>> begin

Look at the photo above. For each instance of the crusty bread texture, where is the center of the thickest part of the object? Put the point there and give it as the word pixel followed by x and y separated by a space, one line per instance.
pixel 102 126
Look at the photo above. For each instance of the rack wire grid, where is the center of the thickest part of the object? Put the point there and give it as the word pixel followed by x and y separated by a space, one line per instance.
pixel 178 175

>> end
>> begin

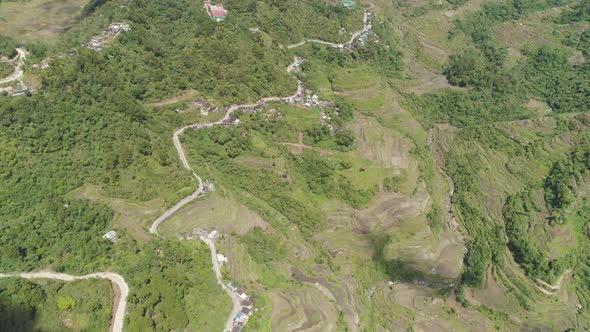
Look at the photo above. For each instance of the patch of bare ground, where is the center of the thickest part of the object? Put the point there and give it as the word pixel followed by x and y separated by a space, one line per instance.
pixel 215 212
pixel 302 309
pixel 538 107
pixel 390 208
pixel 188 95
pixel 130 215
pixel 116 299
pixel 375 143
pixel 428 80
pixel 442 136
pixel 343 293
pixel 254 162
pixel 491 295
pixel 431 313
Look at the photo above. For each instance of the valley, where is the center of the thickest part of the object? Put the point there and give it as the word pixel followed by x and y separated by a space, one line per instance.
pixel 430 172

>> end

**Task to complete:**
Reproduce, unchanged, the part of the records that starts with the line containing "Look at the photo above. For each instance of the crusty" and ends with the line containing "pixel 102 126", both of those lines included.

**Solution to the exercise:**
Look at the photo above. For each instance of the crusty bread texture, where is the center of the thickest part of the object? Put the point there and give it as the word pixel followed by x and y separated by a space, one line per instance.
pixel 102 126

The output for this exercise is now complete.